*Task data*:
——

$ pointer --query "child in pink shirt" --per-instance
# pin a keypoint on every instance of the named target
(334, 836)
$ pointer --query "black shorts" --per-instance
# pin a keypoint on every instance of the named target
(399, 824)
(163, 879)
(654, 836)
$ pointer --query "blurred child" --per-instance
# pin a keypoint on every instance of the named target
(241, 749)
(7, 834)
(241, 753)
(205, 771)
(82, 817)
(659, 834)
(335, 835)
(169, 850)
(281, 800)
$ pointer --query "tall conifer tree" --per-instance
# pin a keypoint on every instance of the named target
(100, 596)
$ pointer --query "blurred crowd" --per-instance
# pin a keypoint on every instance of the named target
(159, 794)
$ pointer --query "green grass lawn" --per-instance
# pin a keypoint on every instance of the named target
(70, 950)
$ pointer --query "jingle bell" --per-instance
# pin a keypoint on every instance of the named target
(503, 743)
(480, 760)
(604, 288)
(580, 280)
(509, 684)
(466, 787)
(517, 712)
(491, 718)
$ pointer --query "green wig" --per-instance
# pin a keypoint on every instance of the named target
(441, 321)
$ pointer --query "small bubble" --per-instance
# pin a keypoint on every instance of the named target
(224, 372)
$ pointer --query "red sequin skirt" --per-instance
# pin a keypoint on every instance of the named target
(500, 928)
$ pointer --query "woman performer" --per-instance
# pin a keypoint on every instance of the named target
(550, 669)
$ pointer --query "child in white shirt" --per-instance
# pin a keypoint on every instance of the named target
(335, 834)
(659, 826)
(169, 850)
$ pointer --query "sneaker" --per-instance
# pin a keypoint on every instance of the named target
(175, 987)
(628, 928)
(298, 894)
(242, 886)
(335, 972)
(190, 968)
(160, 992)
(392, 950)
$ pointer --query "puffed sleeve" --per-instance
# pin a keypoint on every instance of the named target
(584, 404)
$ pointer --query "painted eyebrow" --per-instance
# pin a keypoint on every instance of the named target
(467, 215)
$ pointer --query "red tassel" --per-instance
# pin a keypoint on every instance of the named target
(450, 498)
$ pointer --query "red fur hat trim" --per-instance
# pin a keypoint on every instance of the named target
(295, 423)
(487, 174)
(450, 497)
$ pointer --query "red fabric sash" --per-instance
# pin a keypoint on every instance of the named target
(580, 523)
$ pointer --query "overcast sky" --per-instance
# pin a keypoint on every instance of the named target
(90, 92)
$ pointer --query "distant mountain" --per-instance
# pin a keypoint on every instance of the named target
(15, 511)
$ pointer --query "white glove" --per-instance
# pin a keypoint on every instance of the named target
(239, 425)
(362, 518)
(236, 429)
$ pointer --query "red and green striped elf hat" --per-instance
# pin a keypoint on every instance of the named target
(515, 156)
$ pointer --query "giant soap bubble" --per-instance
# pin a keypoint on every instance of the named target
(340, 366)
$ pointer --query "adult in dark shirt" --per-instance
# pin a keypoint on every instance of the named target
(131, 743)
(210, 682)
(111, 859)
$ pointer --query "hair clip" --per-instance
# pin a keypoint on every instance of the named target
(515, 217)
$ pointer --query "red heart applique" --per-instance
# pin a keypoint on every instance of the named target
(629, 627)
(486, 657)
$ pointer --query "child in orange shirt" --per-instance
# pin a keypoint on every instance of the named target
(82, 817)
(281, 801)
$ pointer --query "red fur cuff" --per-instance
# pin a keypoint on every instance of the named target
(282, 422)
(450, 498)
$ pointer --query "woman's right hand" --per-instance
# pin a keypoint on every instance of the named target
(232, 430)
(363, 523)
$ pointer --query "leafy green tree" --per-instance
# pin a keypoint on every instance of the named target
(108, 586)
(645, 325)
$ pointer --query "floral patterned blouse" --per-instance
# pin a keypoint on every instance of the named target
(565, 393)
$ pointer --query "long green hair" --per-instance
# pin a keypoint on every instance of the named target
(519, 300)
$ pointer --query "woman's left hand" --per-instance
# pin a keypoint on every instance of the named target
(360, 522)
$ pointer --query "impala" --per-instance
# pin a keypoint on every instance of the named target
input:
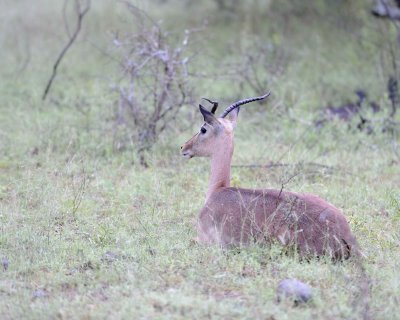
(236, 216)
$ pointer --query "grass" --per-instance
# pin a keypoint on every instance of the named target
(88, 233)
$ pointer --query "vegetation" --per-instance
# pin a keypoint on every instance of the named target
(86, 231)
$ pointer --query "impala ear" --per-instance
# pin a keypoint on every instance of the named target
(208, 116)
(233, 115)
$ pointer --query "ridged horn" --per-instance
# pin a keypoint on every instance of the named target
(242, 102)
(214, 103)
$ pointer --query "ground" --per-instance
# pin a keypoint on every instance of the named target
(87, 232)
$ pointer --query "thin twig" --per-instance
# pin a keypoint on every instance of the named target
(72, 39)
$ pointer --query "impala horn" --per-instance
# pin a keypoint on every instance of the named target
(242, 102)
(214, 103)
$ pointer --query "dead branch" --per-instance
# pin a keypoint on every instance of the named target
(80, 12)
(280, 164)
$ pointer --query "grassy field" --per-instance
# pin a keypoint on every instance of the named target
(88, 233)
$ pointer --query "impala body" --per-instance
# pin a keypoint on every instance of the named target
(236, 216)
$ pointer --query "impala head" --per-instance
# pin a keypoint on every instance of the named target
(217, 132)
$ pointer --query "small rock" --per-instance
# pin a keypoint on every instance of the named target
(295, 290)
(40, 293)
(5, 263)
(109, 257)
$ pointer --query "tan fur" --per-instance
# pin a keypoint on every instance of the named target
(235, 216)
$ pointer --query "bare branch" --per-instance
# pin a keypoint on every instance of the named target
(81, 14)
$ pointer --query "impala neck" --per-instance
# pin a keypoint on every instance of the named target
(220, 176)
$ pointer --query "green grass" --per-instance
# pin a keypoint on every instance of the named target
(106, 238)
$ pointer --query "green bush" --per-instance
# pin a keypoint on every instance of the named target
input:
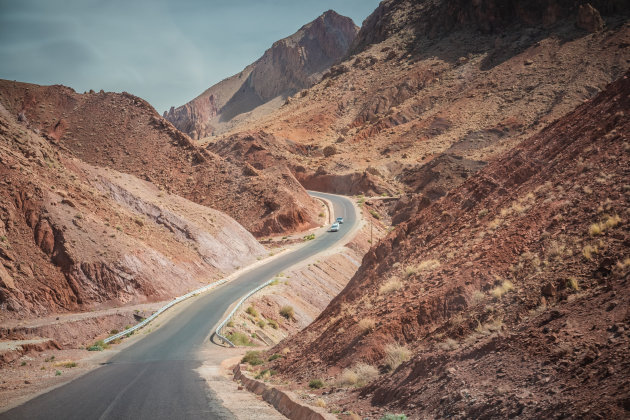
(316, 384)
(239, 339)
(98, 346)
(253, 358)
(287, 312)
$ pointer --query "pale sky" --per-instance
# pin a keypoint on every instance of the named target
(164, 51)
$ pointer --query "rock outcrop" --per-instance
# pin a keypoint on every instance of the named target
(125, 133)
(517, 279)
(291, 64)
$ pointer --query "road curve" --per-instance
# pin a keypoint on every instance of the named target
(155, 378)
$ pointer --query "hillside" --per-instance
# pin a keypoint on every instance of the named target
(76, 237)
(290, 65)
(125, 133)
(508, 297)
(444, 84)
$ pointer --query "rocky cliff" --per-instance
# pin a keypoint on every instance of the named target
(125, 133)
(75, 237)
(291, 64)
(507, 298)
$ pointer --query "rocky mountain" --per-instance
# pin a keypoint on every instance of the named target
(448, 85)
(123, 132)
(508, 297)
(74, 236)
(290, 65)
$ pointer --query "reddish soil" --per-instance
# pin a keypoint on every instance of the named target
(514, 288)
(125, 133)
(433, 89)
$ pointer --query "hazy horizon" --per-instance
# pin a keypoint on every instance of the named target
(163, 51)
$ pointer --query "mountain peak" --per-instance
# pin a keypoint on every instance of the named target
(290, 65)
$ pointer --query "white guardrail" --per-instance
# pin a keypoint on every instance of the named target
(165, 307)
(238, 305)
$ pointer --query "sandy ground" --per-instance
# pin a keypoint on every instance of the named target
(217, 371)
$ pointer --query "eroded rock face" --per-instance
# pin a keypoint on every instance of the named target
(589, 18)
(291, 64)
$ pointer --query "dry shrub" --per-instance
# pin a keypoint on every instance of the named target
(395, 355)
(428, 265)
(572, 283)
(556, 249)
(390, 286)
(449, 344)
(588, 251)
(287, 312)
(499, 291)
(358, 376)
(596, 229)
(366, 325)
(477, 297)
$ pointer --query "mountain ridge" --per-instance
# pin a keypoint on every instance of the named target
(289, 65)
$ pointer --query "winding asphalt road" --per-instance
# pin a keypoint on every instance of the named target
(155, 378)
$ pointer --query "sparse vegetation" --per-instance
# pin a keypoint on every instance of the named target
(572, 284)
(588, 251)
(390, 416)
(358, 376)
(499, 291)
(316, 384)
(477, 297)
(98, 346)
(239, 339)
(366, 325)
(596, 229)
(265, 374)
(287, 312)
(449, 344)
(390, 286)
(252, 358)
(395, 355)
(426, 265)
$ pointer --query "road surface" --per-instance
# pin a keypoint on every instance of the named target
(155, 378)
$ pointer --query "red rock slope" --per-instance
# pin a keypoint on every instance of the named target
(291, 64)
(125, 133)
(511, 293)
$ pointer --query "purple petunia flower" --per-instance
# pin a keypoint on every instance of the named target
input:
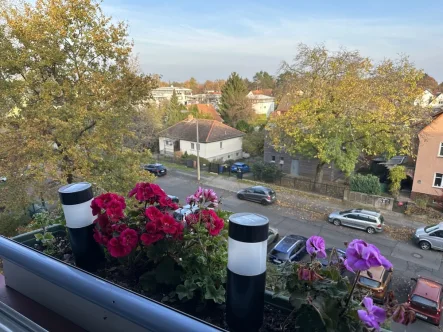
(361, 256)
(315, 246)
(373, 316)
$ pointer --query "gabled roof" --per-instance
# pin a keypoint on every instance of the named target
(208, 131)
(207, 109)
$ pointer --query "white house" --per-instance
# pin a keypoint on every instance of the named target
(437, 101)
(217, 141)
(261, 104)
(165, 93)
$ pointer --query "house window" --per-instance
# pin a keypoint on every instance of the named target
(438, 180)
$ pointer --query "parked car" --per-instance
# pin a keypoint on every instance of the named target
(181, 213)
(240, 166)
(426, 300)
(263, 195)
(370, 221)
(156, 169)
(429, 237)
(291, 248)
(325, 261)
(377, 281)
(272, 235)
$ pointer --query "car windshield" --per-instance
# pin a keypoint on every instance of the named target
(432, 228)
(423, 302)
(369, 282)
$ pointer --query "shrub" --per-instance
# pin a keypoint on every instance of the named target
(396, 175)
(368, 184)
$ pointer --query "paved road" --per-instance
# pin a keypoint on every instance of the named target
(408, 260)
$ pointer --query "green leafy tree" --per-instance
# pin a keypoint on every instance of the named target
(396, 175)
(368, 184)
(263, 80)
(69, 90)
(349, 106)
(234, 105)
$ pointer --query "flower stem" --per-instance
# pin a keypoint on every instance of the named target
(357, 275)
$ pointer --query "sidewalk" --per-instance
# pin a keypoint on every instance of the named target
(314, 203)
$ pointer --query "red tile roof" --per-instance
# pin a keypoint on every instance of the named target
(209, 110)
(208, 131)
(266, 92)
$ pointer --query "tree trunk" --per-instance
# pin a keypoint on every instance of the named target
(319, 173)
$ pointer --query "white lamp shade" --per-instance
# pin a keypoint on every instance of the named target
(247, 259)
(78, 215)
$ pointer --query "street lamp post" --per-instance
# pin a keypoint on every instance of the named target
(198, 151)
(76, 201)
(246, 278)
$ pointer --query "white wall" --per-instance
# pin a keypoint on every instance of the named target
(231, 149)
(164, 147)
(263, 107)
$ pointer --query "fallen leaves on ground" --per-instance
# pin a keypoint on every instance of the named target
(399, 233)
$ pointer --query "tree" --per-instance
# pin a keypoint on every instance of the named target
(428, 83)
(253, 143)
(263, 80)
(349, 107)
(234, 105)
(69, 90)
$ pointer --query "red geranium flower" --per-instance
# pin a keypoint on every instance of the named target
(168, 224)
(148, 239)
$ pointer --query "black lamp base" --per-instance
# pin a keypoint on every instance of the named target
(88, 254)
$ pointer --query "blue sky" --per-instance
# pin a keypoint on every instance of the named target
(210, 39)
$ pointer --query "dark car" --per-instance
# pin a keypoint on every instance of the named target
(291, 248)
(325, 261)
(156, 169)
(240, 167)
(258, 194)
(426, 300)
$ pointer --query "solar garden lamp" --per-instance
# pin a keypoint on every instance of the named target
(246, 277)
(76, 201)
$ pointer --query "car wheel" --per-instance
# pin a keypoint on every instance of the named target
(370, 230)
(336, 222)
(424, 245)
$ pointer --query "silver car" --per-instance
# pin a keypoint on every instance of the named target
(370, 221)
(429, 237)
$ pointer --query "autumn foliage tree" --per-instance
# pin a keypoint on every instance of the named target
(234, 105)
(69, 90)
(349, 107)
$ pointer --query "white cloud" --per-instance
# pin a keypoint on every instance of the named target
(178, 47)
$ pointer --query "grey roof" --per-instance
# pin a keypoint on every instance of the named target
(208, 131)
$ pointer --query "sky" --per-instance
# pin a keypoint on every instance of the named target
(210, 39)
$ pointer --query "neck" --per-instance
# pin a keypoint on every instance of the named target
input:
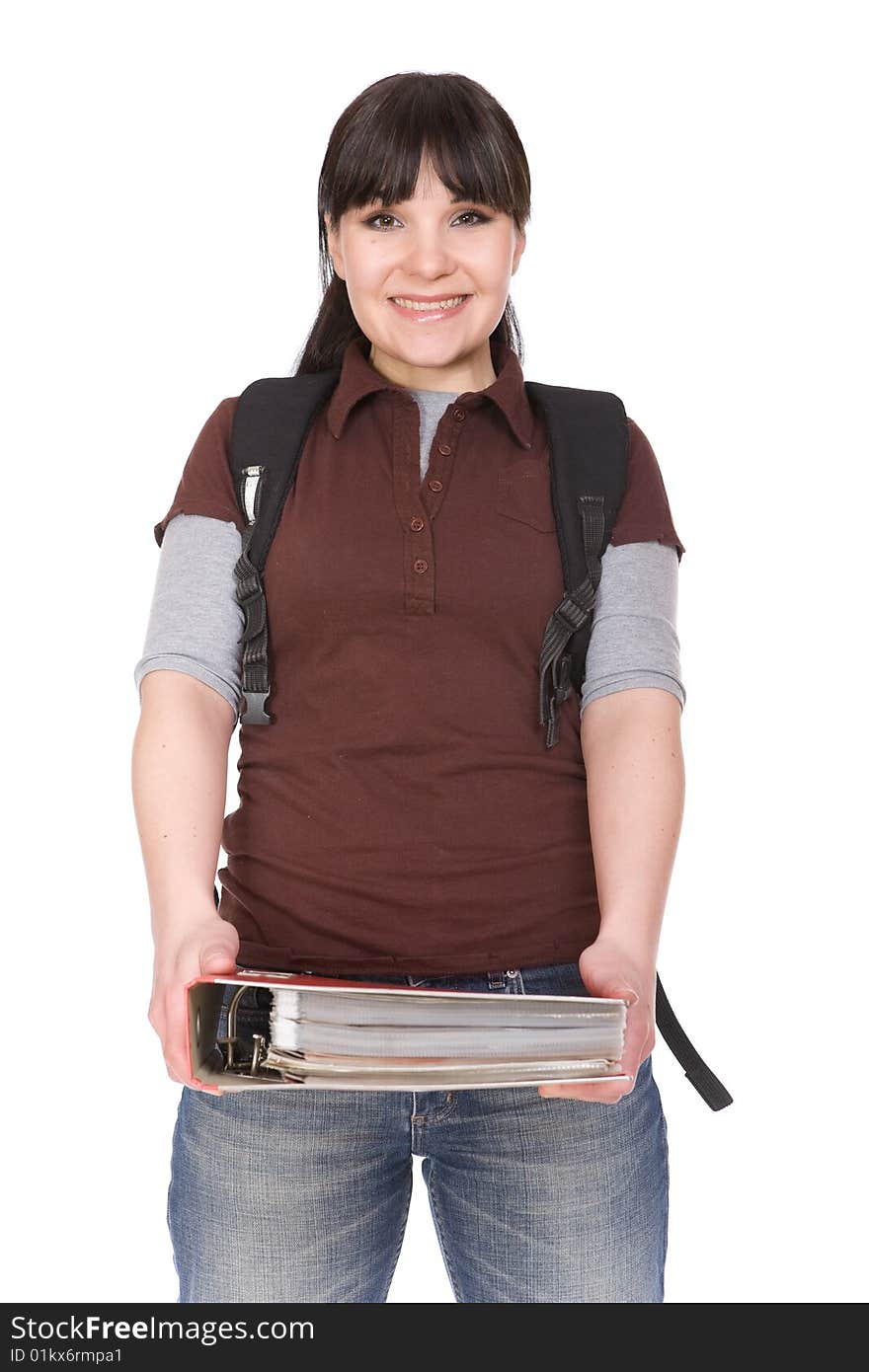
(470, 372)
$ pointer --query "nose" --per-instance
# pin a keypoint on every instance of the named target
(429, 254)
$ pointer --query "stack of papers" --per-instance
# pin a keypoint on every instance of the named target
(398, 1038)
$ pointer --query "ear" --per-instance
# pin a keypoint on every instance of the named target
(338, 264)
(517, 250)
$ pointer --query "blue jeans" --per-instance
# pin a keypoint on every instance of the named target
(303, 1195)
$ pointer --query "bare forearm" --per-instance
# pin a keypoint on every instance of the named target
(179, 774)
(636, 791)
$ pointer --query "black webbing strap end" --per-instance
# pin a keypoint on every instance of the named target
(700, 1076)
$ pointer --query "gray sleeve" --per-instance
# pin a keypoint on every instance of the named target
(196, 623)
(633, 639)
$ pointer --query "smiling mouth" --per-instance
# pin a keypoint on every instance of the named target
(447, 302)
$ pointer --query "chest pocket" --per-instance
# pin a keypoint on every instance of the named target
(523, 495)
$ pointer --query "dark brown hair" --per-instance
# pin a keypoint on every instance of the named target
(375, 152)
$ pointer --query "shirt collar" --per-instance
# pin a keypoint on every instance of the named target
(358, 379)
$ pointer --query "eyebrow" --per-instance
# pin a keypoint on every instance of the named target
(454, 199)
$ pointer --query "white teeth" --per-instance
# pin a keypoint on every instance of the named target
(429, 305)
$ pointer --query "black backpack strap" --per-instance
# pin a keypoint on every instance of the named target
(588, 474)
(272, 420)
(702, 1077)
(588, 471)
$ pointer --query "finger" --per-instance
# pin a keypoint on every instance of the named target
(601, 1090)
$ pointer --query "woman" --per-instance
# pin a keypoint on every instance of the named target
(401, 819)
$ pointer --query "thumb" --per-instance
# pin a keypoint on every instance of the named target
(217, 957)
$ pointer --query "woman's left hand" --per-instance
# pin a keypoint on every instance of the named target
(608, 969)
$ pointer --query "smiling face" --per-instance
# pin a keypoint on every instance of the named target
(429, 250)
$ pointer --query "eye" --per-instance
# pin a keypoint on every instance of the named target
(477, 214)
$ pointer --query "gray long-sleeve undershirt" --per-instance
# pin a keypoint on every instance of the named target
(196, 623)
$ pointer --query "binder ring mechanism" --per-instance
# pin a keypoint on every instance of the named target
(232, 1062)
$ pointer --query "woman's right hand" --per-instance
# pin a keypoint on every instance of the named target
(209, 946)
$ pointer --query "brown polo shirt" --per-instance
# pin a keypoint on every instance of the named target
(401, 812)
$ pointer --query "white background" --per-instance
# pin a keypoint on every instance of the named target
(696, 246)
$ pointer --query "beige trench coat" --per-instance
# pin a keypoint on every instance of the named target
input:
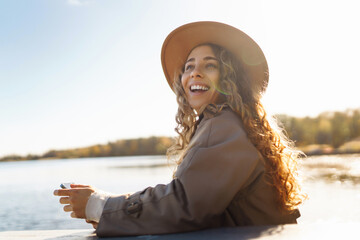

——

*Task to carry out*:
Which lines of the data above contain the string "child"? Gather every one of them, treating uppercase and lowercase as different.

*Reply to the exercise*:
$ pointer --query "child in pink shirt" --per-instance
$ pointer --query "blurred child" --per-instance
$ pointer --query "child in white shirt" --per-instance
$ pointer --query "child in orange shirt" --per-instance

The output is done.